▼▼▼

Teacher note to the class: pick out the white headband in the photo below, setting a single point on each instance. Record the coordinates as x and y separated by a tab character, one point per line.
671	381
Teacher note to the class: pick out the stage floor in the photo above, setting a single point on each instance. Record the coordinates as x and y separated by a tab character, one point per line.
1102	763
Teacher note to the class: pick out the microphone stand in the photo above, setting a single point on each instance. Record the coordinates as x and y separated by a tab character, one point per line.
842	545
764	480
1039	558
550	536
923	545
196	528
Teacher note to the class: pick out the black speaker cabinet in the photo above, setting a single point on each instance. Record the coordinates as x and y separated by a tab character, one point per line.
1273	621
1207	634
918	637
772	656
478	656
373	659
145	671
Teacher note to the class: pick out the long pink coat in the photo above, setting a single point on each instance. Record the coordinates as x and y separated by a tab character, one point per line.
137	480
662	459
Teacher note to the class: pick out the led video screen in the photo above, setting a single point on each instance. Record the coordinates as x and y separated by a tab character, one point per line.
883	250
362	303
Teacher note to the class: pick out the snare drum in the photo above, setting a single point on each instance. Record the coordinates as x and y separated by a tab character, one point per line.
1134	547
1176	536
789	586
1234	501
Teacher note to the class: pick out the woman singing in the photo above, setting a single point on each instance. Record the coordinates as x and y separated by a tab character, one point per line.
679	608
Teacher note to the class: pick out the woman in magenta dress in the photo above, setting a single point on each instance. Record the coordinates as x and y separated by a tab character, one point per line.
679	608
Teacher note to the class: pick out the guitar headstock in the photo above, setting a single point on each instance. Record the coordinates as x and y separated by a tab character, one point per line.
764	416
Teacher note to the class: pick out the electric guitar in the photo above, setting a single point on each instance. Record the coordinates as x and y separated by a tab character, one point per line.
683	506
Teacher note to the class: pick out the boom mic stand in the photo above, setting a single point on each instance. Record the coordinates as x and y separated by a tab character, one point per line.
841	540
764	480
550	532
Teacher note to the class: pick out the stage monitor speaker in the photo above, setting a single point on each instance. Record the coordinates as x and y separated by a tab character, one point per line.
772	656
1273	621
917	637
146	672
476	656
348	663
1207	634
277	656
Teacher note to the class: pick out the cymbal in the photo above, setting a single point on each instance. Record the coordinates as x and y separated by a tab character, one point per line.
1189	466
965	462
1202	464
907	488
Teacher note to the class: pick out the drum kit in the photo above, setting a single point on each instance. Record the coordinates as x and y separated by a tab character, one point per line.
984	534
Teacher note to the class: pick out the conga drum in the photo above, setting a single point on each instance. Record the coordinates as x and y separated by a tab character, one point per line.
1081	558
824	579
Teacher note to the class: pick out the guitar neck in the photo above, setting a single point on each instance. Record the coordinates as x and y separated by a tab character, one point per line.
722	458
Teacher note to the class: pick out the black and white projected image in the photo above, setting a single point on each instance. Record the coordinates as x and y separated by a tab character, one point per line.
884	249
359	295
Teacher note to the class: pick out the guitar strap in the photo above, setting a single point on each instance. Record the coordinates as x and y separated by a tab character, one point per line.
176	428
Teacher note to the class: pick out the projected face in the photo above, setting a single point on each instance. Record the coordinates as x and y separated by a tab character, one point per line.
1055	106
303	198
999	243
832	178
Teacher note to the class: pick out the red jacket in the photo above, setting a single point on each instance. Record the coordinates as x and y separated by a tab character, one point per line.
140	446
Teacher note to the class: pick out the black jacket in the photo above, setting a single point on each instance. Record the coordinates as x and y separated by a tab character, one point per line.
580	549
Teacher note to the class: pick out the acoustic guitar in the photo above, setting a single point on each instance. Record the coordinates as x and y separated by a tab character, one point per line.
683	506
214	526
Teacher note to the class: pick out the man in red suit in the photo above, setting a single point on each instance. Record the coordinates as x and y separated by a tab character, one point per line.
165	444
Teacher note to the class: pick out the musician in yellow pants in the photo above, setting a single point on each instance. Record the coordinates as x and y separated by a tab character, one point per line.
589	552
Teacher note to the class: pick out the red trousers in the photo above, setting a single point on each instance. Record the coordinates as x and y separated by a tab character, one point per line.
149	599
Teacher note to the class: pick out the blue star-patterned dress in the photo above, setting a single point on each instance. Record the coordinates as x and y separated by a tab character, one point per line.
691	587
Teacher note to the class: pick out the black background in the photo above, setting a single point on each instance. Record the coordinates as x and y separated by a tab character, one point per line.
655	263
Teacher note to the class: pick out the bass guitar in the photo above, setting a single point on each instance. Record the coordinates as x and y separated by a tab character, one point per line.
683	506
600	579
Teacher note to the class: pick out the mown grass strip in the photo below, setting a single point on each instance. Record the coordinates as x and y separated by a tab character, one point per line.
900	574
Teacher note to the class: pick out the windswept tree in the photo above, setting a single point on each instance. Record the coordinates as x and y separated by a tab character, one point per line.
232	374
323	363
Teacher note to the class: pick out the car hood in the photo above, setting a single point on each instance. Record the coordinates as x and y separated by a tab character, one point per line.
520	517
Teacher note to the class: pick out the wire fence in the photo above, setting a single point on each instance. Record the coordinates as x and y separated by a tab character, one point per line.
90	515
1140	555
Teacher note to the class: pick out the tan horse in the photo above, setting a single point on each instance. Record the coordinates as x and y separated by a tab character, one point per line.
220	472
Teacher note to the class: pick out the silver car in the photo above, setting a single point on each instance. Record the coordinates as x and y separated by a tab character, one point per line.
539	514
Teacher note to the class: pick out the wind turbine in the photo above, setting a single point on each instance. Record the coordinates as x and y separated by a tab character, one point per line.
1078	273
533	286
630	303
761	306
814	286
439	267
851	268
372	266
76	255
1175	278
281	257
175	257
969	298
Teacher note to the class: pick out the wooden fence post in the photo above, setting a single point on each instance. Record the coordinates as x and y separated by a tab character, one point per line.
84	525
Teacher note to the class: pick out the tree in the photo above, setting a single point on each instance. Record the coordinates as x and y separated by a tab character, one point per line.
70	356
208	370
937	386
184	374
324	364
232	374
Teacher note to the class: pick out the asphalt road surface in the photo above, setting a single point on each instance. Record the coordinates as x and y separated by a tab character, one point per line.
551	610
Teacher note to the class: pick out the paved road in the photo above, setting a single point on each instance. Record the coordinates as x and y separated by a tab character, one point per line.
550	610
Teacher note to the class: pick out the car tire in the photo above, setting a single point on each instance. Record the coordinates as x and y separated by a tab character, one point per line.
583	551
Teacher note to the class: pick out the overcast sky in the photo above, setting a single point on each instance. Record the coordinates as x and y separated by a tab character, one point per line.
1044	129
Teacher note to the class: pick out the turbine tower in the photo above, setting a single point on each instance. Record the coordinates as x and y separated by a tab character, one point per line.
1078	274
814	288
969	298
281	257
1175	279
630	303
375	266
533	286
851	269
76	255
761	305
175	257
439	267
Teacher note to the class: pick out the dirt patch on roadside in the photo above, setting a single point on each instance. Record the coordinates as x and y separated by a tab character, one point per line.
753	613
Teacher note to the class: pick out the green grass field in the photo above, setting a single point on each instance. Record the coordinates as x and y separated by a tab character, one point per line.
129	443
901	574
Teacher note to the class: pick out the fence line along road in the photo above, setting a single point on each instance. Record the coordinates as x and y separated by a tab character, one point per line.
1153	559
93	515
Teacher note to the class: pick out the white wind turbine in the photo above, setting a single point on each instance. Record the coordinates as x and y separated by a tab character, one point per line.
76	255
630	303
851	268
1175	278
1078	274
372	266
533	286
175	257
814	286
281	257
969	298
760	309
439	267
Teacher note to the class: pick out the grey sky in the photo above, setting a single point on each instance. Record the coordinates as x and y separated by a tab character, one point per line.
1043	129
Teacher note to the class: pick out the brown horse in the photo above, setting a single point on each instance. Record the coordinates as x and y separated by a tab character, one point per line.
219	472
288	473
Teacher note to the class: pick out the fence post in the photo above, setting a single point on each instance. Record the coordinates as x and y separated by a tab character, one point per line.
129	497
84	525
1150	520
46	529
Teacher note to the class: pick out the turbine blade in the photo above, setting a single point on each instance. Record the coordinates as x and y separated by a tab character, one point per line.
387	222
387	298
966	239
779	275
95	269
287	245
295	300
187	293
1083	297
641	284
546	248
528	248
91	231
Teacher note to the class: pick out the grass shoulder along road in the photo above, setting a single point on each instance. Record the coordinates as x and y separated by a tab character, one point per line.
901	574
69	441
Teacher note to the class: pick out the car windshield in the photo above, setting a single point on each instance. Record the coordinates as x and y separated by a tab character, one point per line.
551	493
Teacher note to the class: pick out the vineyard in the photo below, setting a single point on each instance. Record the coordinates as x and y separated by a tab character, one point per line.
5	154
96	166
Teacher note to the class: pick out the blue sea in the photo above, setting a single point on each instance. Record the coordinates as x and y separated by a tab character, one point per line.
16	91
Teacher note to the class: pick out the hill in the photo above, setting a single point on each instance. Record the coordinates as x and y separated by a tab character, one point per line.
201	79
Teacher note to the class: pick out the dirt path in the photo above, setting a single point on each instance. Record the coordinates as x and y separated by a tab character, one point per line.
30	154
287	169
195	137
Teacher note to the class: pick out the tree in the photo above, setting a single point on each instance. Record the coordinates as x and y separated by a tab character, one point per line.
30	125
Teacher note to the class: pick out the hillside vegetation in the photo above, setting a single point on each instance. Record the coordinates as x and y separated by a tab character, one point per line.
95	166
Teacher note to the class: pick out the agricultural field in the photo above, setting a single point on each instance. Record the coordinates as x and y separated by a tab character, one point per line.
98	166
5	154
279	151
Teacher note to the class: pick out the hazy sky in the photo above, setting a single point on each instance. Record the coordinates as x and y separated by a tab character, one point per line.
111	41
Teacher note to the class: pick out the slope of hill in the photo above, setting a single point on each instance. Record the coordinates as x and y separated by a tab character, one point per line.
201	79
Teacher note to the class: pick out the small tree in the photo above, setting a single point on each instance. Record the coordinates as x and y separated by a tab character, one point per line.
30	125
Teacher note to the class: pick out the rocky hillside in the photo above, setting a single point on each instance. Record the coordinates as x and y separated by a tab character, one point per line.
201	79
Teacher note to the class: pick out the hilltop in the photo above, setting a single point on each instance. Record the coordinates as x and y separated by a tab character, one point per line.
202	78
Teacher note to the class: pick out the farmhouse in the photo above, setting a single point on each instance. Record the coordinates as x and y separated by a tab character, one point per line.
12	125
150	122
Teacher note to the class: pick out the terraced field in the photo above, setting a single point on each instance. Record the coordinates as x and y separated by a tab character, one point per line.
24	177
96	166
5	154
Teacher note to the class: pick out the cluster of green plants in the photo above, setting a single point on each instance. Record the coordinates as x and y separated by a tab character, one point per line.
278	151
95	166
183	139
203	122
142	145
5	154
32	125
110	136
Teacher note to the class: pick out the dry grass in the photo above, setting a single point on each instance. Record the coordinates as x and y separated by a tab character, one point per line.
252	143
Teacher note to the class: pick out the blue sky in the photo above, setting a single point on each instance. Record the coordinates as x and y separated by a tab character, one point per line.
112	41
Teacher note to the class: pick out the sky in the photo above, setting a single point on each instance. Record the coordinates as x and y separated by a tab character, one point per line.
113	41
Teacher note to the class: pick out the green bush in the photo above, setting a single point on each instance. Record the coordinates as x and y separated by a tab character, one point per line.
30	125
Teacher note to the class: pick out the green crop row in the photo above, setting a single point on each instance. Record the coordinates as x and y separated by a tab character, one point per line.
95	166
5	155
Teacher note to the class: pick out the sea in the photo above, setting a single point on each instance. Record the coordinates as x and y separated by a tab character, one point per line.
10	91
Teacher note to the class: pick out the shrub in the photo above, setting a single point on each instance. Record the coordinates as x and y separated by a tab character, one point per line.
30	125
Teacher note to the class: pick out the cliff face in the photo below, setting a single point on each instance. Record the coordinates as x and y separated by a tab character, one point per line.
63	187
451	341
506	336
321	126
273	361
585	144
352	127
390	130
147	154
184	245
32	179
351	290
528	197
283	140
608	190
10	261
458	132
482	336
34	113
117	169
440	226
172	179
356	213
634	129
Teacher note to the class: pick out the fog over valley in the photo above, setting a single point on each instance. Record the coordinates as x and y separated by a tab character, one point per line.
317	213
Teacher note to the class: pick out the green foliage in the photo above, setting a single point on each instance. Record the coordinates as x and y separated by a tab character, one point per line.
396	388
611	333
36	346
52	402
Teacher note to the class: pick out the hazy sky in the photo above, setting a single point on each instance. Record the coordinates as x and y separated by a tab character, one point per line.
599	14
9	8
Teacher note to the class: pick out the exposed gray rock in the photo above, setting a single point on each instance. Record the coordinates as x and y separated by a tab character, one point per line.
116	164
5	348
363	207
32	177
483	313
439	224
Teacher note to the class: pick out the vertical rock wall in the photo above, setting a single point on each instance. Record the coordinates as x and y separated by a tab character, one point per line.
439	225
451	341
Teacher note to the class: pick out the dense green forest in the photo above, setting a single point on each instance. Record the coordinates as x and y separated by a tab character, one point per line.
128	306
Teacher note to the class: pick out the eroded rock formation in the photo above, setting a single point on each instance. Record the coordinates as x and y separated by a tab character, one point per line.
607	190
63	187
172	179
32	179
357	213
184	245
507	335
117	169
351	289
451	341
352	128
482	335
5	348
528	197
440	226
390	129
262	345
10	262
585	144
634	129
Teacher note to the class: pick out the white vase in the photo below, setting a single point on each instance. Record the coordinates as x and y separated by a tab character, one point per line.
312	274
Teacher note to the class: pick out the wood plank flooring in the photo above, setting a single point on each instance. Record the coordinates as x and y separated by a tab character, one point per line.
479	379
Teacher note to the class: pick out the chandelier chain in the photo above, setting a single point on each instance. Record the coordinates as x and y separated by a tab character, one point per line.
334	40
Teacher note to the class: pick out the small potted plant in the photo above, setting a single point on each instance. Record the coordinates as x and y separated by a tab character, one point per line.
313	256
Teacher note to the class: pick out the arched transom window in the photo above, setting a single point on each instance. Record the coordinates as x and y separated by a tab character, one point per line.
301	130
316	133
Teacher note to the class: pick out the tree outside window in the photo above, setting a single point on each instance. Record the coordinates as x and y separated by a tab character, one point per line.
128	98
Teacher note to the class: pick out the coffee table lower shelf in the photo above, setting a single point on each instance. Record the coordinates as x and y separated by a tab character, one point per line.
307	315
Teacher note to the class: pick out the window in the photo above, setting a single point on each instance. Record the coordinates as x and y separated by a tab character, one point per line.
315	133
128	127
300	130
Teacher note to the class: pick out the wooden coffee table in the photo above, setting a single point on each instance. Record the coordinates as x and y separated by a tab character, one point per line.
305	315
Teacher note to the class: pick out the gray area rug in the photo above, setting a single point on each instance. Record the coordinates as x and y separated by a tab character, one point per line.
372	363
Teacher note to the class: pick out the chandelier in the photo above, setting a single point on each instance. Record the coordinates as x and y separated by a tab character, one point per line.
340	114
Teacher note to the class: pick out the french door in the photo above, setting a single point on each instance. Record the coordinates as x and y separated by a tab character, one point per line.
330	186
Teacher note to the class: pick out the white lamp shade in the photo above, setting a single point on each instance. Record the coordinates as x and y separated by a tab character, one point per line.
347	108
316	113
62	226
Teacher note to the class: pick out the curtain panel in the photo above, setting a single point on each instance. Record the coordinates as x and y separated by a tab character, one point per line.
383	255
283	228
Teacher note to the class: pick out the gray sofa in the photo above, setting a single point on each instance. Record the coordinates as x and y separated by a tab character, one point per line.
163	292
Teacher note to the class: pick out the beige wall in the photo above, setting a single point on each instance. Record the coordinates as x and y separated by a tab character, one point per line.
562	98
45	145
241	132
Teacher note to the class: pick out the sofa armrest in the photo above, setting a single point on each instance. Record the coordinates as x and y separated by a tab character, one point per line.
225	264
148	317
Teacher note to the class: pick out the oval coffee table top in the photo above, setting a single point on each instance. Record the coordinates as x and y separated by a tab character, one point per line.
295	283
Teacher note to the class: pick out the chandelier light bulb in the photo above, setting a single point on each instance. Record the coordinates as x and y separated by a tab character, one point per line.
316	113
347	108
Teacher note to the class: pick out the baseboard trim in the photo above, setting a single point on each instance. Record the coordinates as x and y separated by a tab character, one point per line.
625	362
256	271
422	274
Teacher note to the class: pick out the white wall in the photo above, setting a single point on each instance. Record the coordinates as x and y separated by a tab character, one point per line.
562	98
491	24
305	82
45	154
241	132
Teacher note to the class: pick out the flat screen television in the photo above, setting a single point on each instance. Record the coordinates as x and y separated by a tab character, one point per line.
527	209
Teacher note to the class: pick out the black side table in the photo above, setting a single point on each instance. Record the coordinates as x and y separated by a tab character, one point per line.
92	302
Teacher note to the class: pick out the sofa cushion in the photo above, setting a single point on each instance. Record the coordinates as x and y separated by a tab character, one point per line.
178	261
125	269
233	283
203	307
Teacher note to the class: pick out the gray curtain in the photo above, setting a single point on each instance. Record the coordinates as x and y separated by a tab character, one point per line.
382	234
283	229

▲▲▲

§ **PROBLEM REQUIREMENTS**:
Everything from the line with "Teacher note to the class: pick out the black side" through the last line of the material above should be echoed exactly, and nothing else.

§ **SOLUTION FOR THIS TASK**:
Teacher note to the class: pick out the black side table in the photo above, setting a single point on each instance. Record the coordinates as x and y separated by a tab character, one point per line.
92	302
Teacher note to the class: pick out the sofa cushion in the photo above, setting a single point on each instance. Record the coordinates as x and y separated by a tab character, one point per line.
178	261
125	269
233	283
203	307
Teacher note to the class: pick out the gray curtain in the photo above, setting a single point on each instance. Record the coordinates as x and y separated by a tab character, one point per line.
382	234
283	229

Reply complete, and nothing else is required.